## Brief
Please reproduce the material starting with the line that contains "Can you spot the dark window" and going on through the line that contains "x=211, y=128", scaling every coordinate in the answers by 1.2 and rounding to whole numbers, halves up. Keep all other wording unchanged and leave the pictures out.

## Data excerpts
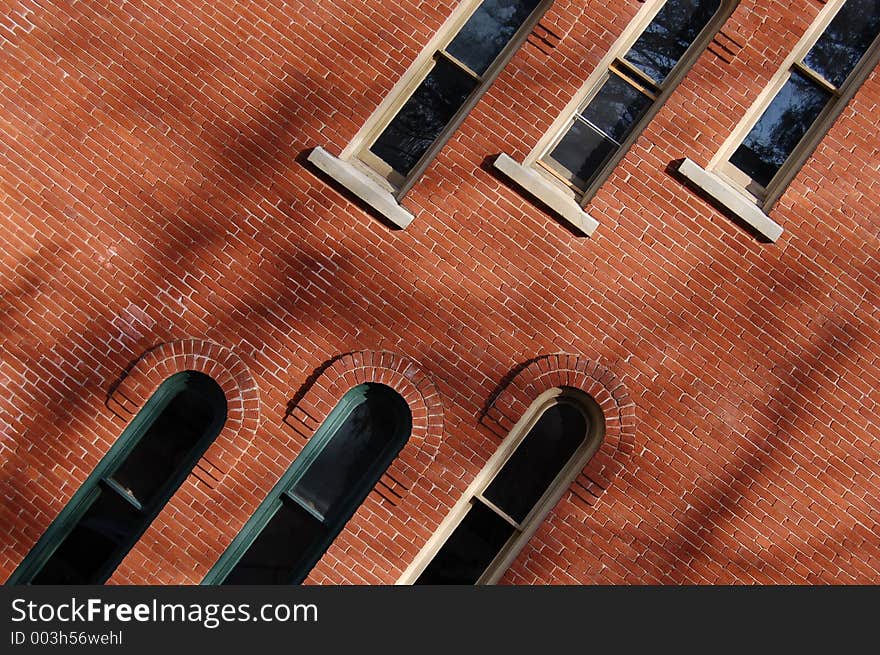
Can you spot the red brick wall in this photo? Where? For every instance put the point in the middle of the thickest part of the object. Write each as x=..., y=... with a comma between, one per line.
x=154, y=192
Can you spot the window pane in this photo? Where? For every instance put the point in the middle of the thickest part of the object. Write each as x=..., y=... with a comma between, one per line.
x=82, y=556
x=780, y=129
x=669, y=35
x=277, y=554
x=354, y=448
x=424, y=116
x=580, y=154
x=470, y=548
x=488, y=30
x=845, y=40
x=616, y=108
x=168, y=443
x=538, y=459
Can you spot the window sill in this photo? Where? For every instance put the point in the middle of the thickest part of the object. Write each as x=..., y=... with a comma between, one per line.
x=360, y=184
x=729, y=197
x=534, y=183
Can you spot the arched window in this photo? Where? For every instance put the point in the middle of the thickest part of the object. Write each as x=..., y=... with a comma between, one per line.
x=517, y=488
x=320, y=491
x=130, y=485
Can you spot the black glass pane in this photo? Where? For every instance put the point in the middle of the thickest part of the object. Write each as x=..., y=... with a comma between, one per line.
x=616, y=108
x=488, y=30
x=780, y=129
x=470, y=548
x=277, y=555
x=538, y=459
x=580, y=154
x=168, y=443
x=424, y=116
x=84, y=556
x=355, y=447
x=669, y=35
x=845, y=40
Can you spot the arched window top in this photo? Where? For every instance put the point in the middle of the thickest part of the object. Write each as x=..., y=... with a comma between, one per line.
x=320, y=491
x=515, y=491
x=131, y=484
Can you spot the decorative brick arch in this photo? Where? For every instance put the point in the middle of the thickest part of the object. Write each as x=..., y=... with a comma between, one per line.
x=546, y=372
x=130, y=393
x=309, y=409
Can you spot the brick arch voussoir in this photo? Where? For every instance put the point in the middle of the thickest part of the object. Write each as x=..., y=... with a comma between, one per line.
x=220, y=363
x=396, y=371
x=595, y=379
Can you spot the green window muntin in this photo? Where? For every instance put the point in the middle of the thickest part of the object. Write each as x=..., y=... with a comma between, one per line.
x=320, y=491
x=130, y=485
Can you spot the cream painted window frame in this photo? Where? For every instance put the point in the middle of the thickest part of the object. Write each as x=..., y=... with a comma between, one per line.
x=720, y=164
x=594, y=83
x=358, y=150
x=592, y=441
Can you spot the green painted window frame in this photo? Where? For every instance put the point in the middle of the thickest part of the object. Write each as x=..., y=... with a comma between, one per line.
x=337, y=519
x=90, y=490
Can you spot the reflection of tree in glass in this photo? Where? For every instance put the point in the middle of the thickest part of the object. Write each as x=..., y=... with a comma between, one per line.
x=669, y=35
x=780, y=129
x=616, y=108
x=423, y=117
x=488, y=30
x=845, y=40
x=355, y=447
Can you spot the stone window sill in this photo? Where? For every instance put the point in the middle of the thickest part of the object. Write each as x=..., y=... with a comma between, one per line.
x=562, y=205
x=362, y=186
x=730, y=198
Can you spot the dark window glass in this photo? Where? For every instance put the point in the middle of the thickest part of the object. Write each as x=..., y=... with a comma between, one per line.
x=845, y=41
x=166, y=445
x=622, y=100
x=278, y=550
x=538, y=459
x=346, y=458
x=616, y=108
x=94, y=542
x=368, y=428
x=660, y=47
x=424, y=116
x=581, y=153
x=469, y=550
x=611, y=115
x=780, y=128
x=487, y=32
x=128, y=489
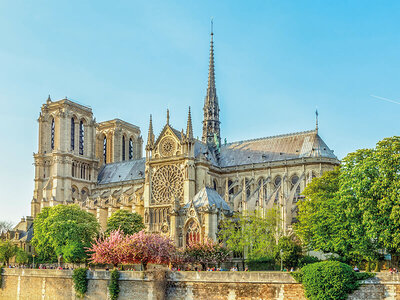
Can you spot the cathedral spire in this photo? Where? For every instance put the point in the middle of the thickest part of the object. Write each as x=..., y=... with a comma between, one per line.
x=189, y=127
x=150, y=137
x=211, y=128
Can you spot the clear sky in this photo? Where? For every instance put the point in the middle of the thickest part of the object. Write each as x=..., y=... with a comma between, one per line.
x=276, y=61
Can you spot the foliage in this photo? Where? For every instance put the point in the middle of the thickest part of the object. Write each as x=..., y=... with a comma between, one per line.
x=306, y=260
x=206, y=252
x=289, y=251
x=113, y=287
x=21, y=257
x=139, y=247
x=80, y=281
x=126, y=221
x=109, y=250
x=64, y=230
x=5, y=226
x=7, y=251
x=252, y=233
x=328, y=280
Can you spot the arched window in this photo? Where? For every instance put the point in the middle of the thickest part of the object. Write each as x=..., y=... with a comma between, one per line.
x=105, y=149
x=130, y=149
x=192, y=232
x=123, y=147
x=72, y=134
x=52, y=134
x=230, y=188
x=81, y=137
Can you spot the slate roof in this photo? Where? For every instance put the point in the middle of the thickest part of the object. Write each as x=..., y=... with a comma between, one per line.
x=122, y=171
x=275, y=148
x=208, y=197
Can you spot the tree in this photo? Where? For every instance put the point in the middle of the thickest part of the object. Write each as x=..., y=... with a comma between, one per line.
x=5, y=226
x=252, y=233
x=126, y=221
x=64, y=230
x=206, y=252
x=148, y=248
x=111, y=249
x=21, y=257
x=288, y=251
x=7, y=251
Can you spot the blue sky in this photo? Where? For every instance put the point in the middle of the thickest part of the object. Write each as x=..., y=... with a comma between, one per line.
x=276, y=61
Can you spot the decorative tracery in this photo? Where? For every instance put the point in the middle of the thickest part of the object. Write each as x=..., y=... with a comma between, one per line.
x=167, y=184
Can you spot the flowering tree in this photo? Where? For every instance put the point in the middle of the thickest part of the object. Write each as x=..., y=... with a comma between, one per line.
x=148, y=248
x=136, y=248
x=206, y=252
x=109, y=250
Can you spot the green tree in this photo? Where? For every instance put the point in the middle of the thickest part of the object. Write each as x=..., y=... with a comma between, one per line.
x=127, y=222
x=21, y=257
x=252, y=233
x=7, y=251
x=64, y=230
x=289, y=251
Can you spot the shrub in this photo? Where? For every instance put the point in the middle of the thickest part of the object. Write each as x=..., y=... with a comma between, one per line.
x=329, y=280
x=80, y=281
x=114, y=286
x=307, y=259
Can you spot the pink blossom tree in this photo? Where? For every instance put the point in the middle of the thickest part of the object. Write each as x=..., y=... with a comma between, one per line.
x=206, y=252
x=148, y=248
x=109, y=250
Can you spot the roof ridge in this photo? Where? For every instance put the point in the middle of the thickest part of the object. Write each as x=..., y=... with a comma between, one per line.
x=270, y=137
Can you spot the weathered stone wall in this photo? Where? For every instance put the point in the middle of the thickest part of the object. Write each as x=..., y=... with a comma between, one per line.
x=58, y=285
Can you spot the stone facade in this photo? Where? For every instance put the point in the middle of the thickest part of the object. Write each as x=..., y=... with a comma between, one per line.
x=183, y=187
x=31, y=284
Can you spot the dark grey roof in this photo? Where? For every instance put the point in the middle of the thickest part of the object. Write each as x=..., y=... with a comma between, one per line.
x=275, y=148
x=122, y=171
x=208, y=197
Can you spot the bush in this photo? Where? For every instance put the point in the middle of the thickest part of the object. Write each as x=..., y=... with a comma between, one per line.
x=329, y=280
x=307, y=259
x=80, y=281
x=114, y=286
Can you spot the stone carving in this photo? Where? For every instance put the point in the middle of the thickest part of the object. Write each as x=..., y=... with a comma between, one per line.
x=167, y=184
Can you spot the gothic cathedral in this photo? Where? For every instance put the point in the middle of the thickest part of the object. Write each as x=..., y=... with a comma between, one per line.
x=183, y=186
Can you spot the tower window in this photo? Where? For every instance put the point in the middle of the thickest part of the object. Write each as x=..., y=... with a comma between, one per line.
x=52, y=134
x=81, y=137
x=130, y=149
x=105, y=150
x=72, y=134
x=123, y=147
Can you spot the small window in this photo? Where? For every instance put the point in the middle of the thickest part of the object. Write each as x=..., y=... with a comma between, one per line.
x=81, y=137
x=52, y=134
x=123, y=147
x=130, y=149
x=72, y=134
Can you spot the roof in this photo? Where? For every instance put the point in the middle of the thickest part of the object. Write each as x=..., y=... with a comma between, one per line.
x=208, y=197
x=122, y=171
x=275, y=148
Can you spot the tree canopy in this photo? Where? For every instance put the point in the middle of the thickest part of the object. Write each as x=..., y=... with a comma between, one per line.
x=64, y=230
x=125, y=221
x=354, y=210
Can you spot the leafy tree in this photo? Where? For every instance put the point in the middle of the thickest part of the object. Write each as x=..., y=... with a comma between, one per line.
x=289, y=251
x=64, y=230
x=252, y=233
x=5, y=226
x=126, y=221
x=206, y=252
x=21, y=257
x=7, y=251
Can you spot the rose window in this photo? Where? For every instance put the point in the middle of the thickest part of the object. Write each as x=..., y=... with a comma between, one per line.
x=167, y=184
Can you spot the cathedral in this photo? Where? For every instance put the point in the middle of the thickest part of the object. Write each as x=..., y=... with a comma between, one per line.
x=182, y=186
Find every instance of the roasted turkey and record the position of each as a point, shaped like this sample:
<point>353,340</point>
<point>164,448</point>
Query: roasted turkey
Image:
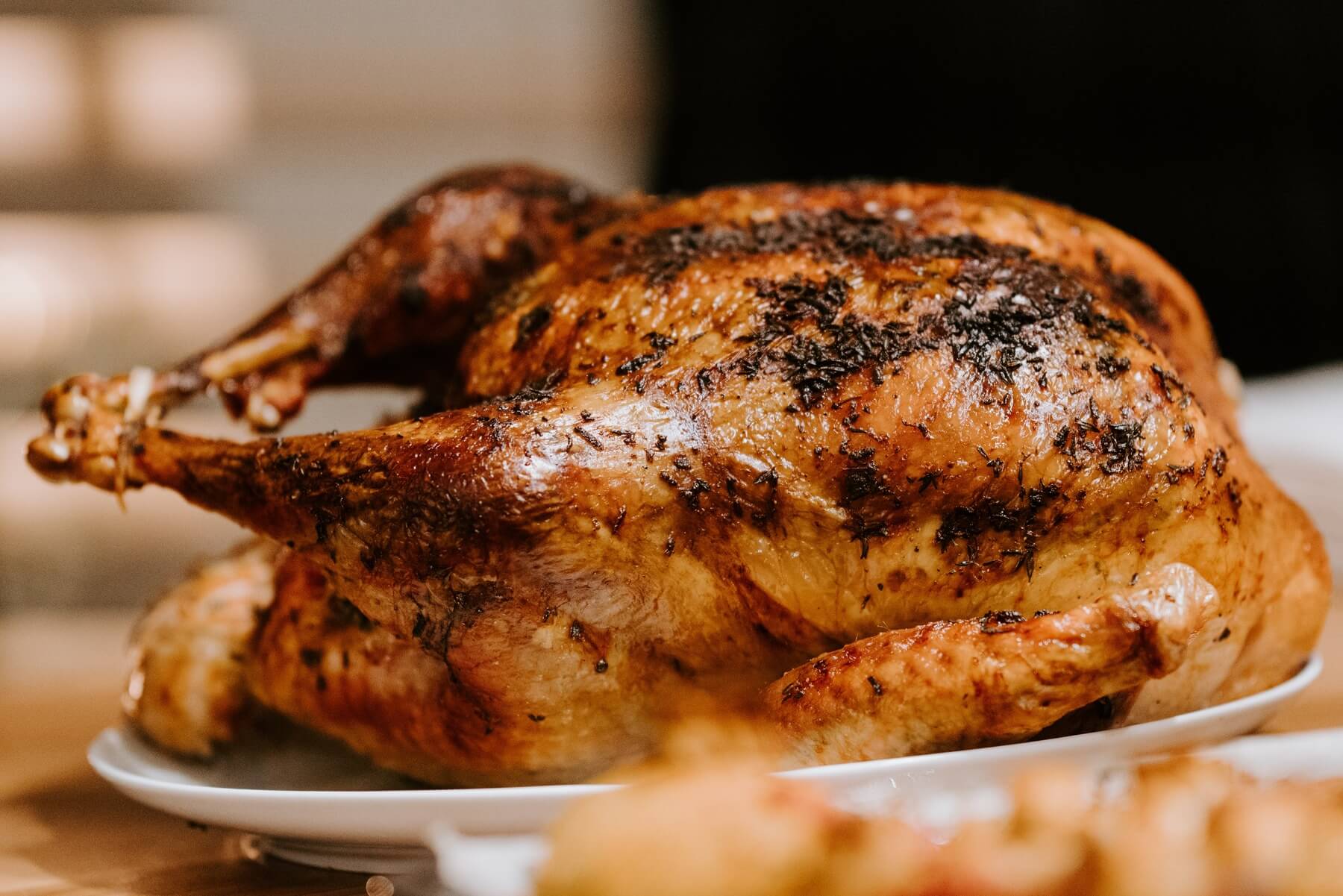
<point>899,468</point>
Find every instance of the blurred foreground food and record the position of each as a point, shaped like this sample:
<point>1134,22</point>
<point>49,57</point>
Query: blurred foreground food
<point>721,825</point>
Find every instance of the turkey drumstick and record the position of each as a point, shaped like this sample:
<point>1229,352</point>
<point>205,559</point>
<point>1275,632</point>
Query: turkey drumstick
<point>392,308</point>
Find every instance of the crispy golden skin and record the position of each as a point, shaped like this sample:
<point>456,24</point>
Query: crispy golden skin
<point>710,438</point>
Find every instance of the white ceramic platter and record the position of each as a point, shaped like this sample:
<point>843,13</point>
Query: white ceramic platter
<point>322,806</point>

## Correct result
Can you spot the dark window glass in this photo? Where? For every instance put the point in the middle of the thickest part of the object. Write each as x=..., y=... with a comma between, one per line.
x=1014, y=49
x=199, y=534
x=746, y=120
x=334, y=660
x=646, y=551
x=415, y=550
x=739, y=130
x=113, y=650
x=442, y=514
x=792, y=56
x=509, y=139
x=697, y=184
x=563, y=660
x=733, y=138
x=936, y=154
x=584, y=38
x=154, y=587
Can you spot the cathedral spire in this photo? Where? For every instance put the point in the middle of the thickest part of the object. Write each as x=..., y=... with a comma between, one per line.
x=227, y=152
x=180, y=164
x=253, y=154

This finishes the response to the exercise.